── Task input ──

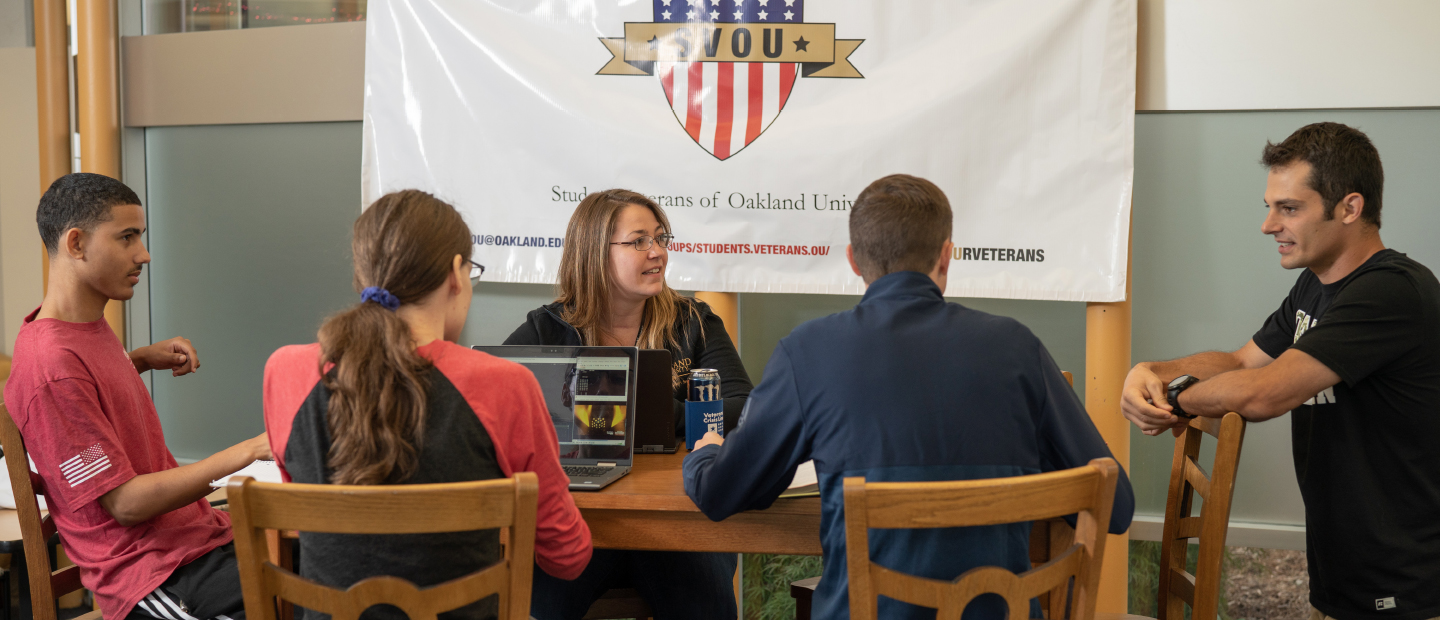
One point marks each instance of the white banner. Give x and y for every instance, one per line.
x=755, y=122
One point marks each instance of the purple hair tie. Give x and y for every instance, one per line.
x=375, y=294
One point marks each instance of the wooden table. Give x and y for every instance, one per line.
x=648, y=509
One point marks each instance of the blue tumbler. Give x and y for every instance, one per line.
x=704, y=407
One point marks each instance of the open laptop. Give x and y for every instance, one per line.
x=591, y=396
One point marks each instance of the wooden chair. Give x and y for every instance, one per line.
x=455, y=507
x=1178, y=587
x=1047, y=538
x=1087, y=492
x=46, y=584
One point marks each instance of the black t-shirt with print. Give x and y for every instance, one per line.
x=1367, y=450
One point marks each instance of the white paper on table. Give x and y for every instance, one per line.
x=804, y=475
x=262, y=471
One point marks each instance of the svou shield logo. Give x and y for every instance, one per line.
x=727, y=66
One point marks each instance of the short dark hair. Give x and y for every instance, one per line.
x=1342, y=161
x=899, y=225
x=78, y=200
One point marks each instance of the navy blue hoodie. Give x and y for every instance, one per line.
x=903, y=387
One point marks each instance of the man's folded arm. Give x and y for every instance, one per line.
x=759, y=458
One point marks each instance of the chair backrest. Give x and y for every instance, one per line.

───

### [What the exercise asks]
With the pictures omitted, print each line of the data above precisely as given.

### [Task result]
One point marks each instance of the white banner. Give x and y for every instance, one per line.
x=755, y=122
One point marks each instance of the purple hair tie. Give x and y for every instance, one per line.
x=375, y=294
One point marks each instance of the wooden table. Give x and y for every instance, one per line.
x=648, y=509
One point marks each instance of the blue tumbler. Give x and y for every instance, one per line.
x=704, y=407
One point marks each instance of the open laptop. Give x and y for every instance, one per line.
x=591, y=396
One point marks each instance of the wooden chair. Give x and y for every instance, one per line.
x=455, y=507
x=1178, y=587
x=1047, y=538
x=1087, y=492
x=46, y=584
One point marks each instance of the black t-shirt with print. Give x and y for every instance, one per line.
x=1367, y=450
One point marks each instance of the white paper on table. Give x and y for every instance, one per line.
x=804, y=475
x=262, y=471
One point marks each instance of the svou shield logo. Give x and y for every instance, one per line.
x=727, y=66
One point marks each instance of the short dark hair. Give x and y for every instance, one per line.
x=1342, y=161
x=899, y=225
x=78, y=200
One point marks each instance of the navy blue hoodie. Give x and y for every instance, one per line.
x=903, y=387
One point marks each instance of the man's folded arm. Give x and y for every instance, one per line.
x=759, y=458
One point marks each instance of the chair backrest. Give x and y for every instance, one per line.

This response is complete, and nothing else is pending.